■ Task prompt:
List each line in the records below that contains the string "Trace". Case counts.

=== Supplied material ===

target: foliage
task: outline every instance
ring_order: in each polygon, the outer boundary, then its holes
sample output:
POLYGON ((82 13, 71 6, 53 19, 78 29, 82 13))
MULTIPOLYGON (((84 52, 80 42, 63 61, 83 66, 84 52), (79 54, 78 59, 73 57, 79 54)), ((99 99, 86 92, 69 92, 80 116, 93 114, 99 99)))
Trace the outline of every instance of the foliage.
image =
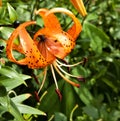
MULTIPOLYGON (((119 121, 120 120, 120 2, 118 0, 84 0, 88 15, 81 18, 72 4, 65 0, 3 0, 0 7, 0 120, 1 121, 119 121), (82 22, 83 30, 76 47, 67 56, 69 63, 88 58, 86 65, 71 68, 82 74, 86 82, 76 88, 58 76, 62 101, 55 93, 51 73, 47 75, 38 103, 34 92, 42 81, 42 69, 31 70, 16 65, 6 57, 6 40, 12 31, 35 16, 39 8, 64 7, 82 22), (4 49, 3 49, 4 47, 4 49), (36 77, 38 82, 36 82, 36 77), (77 104, 77 107, 76 107, 77 104), (45 113, 47 114, 45 116, 45 113)), ((58 15, 67 29, 69 17, 58 15)), ((32 33, 37 27, 28 28, 32 33)), ((18 53, 15 53, 19 57, 18 53)), ((73 79, 73 81, 76 81, 73 79)))

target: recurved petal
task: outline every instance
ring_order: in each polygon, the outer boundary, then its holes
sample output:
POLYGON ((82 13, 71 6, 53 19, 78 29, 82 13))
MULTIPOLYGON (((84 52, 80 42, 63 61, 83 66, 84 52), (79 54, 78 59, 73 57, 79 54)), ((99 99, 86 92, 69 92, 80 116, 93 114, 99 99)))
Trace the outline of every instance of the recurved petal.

===

■ Answer to the problem:
Trace the outline of every instance of the foliage.
Trace the outline of every instance of the recurved petal.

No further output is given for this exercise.